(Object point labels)
***
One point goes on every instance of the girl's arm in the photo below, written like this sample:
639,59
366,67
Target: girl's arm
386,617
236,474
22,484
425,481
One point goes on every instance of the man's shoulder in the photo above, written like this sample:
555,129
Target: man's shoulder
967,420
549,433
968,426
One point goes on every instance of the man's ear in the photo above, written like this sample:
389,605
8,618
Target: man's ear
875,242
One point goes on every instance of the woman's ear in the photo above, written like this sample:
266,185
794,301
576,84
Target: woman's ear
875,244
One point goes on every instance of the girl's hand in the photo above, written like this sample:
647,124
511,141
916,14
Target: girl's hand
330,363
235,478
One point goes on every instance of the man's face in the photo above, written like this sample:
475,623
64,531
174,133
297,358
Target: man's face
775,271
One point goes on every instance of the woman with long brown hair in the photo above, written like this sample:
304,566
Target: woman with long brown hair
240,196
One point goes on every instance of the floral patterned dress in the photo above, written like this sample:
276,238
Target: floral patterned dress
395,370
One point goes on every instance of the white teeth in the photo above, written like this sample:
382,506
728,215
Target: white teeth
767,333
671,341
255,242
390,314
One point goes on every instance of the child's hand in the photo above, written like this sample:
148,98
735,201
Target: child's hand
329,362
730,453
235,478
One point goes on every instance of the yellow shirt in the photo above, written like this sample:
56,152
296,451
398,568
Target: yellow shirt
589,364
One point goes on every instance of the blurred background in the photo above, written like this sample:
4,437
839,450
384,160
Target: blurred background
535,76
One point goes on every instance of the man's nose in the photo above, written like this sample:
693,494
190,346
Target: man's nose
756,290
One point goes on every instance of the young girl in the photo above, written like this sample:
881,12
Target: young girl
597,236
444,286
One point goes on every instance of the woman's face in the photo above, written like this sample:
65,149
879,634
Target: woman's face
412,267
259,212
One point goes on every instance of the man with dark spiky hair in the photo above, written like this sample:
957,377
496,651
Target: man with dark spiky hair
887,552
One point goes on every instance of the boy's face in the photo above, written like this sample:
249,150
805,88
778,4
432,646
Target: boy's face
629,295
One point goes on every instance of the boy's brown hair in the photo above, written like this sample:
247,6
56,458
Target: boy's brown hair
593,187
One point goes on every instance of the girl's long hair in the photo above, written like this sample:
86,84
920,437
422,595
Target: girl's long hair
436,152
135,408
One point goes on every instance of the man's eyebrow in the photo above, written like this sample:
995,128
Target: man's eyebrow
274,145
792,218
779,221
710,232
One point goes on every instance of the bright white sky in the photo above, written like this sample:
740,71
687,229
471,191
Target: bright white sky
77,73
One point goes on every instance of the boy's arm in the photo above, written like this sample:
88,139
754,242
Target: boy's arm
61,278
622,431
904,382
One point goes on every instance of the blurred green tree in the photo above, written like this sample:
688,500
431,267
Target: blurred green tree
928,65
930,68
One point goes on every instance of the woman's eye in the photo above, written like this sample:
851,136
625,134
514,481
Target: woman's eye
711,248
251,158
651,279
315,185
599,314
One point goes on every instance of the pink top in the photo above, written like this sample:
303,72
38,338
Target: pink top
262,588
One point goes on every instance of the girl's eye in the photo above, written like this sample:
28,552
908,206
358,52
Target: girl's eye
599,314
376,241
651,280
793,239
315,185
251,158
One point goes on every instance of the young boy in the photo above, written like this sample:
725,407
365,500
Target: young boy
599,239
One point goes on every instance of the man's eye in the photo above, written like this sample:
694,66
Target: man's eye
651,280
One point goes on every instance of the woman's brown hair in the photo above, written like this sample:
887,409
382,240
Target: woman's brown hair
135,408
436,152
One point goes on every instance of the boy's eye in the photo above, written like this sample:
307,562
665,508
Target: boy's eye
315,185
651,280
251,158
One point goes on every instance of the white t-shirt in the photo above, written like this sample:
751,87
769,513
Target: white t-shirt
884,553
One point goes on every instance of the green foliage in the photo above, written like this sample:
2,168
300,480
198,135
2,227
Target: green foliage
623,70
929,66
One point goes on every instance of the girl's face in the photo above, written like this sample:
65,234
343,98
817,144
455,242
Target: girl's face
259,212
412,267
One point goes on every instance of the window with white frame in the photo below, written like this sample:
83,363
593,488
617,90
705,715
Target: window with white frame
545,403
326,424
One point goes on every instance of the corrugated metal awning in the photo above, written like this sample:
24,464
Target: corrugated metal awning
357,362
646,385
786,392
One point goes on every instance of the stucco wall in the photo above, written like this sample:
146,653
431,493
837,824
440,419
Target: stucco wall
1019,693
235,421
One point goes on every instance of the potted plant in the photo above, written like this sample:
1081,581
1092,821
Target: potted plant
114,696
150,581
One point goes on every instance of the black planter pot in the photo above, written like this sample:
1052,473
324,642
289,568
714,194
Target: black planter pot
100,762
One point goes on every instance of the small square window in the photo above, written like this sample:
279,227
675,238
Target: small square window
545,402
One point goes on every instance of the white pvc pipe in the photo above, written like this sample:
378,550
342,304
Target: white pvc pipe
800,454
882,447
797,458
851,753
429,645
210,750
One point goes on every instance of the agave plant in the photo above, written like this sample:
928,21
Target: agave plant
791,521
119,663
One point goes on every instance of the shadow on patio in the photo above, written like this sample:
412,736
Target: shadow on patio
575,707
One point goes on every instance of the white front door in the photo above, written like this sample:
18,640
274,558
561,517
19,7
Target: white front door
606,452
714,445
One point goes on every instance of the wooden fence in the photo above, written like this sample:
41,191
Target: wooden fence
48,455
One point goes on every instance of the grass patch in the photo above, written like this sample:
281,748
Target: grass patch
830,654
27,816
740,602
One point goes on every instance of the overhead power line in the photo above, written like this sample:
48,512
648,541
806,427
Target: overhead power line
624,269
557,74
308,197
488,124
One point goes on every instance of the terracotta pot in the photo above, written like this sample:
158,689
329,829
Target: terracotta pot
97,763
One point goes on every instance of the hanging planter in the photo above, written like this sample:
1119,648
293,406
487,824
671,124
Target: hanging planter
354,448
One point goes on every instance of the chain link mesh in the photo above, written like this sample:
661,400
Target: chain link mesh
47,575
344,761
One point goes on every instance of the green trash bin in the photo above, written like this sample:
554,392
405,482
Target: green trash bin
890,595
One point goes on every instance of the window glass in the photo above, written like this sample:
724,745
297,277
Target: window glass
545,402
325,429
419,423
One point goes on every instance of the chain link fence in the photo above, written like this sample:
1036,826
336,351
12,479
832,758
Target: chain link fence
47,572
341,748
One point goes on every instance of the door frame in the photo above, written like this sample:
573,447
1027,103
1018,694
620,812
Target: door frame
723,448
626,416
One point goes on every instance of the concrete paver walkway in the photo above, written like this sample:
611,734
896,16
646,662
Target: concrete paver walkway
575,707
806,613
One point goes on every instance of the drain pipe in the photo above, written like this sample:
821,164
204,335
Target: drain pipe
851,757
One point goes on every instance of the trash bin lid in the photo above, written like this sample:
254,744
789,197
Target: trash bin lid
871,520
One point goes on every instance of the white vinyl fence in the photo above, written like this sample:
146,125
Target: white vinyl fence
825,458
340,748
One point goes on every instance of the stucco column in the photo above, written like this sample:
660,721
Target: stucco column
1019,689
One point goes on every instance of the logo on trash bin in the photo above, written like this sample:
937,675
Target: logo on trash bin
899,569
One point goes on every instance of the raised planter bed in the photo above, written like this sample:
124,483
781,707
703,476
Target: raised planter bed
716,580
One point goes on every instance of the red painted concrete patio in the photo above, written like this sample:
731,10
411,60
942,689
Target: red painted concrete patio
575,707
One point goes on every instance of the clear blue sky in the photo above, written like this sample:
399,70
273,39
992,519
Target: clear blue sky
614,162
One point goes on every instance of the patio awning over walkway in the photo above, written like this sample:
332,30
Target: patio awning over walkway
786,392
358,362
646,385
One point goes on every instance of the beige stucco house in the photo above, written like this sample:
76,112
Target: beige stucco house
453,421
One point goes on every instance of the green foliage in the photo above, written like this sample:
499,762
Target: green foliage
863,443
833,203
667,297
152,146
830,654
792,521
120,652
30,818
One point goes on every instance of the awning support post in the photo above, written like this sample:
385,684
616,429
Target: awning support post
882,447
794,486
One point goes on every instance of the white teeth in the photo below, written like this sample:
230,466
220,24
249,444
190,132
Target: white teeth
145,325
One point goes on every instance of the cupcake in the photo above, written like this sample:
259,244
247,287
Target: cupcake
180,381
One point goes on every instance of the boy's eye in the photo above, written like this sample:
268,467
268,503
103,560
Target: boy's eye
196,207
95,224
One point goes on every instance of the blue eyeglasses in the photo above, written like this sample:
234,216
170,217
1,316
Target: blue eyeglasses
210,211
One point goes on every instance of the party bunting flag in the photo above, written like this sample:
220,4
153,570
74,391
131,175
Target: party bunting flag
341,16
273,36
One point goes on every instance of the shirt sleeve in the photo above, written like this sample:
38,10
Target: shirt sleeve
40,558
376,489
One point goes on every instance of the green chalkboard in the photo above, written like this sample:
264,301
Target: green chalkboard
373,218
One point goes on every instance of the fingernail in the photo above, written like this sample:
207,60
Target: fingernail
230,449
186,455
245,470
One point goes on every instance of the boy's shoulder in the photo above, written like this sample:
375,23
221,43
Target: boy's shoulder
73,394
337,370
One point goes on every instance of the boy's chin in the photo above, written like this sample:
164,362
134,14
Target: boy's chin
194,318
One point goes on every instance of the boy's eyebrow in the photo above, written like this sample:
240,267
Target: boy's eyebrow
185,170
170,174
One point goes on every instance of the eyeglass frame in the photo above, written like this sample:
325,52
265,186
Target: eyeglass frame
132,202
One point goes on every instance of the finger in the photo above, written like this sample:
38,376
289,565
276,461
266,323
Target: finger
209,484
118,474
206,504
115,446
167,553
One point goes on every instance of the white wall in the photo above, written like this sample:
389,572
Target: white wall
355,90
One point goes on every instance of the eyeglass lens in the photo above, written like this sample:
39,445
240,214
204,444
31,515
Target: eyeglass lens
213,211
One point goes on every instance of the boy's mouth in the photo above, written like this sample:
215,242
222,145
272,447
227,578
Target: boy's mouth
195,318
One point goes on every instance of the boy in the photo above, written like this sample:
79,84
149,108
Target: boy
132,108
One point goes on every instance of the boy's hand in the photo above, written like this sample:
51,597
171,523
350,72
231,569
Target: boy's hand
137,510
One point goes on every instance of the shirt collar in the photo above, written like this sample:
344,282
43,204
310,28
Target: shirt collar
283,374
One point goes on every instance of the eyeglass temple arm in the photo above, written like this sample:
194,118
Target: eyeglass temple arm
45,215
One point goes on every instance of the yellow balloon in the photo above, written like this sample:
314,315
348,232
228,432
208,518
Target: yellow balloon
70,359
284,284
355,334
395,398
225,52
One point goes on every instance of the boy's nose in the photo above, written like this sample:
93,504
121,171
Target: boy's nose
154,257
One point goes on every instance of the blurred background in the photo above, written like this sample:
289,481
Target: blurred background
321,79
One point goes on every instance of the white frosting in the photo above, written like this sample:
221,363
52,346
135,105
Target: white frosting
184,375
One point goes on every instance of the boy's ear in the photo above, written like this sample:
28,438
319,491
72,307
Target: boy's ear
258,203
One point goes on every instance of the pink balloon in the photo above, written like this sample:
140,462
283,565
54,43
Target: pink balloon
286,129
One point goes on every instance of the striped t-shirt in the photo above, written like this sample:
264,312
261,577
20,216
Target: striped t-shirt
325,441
***
▶ Exercise
Arrange the lines of the records above as a JSON list of strings, one string per line with blank lines omitted. Begin at the line that contains "One point goes on every instance of the boy's ear" and continue through the final line of the records.

▶ Exercise answer
[
  "One point goes on every instance of the boy's ear in the photo above, written like this sample:",
  "28,438",
  "319,491",
  "72,307",
  "Target: boy's ear",
  "258,203",
  "One point goes on every instance of the pink balloon in the photo above, written like this sample:",
  "140,462",
  "283,565",
  "54,43",
  "Target: pink balloon",
  "286,129",
  "One point goes on every instance of the striped t-shirt in the photo above, written like this sample:",
  "264,312",
  "261,577",
  "20,216",
  "Target: striped t-shirt",
  "325,441"
]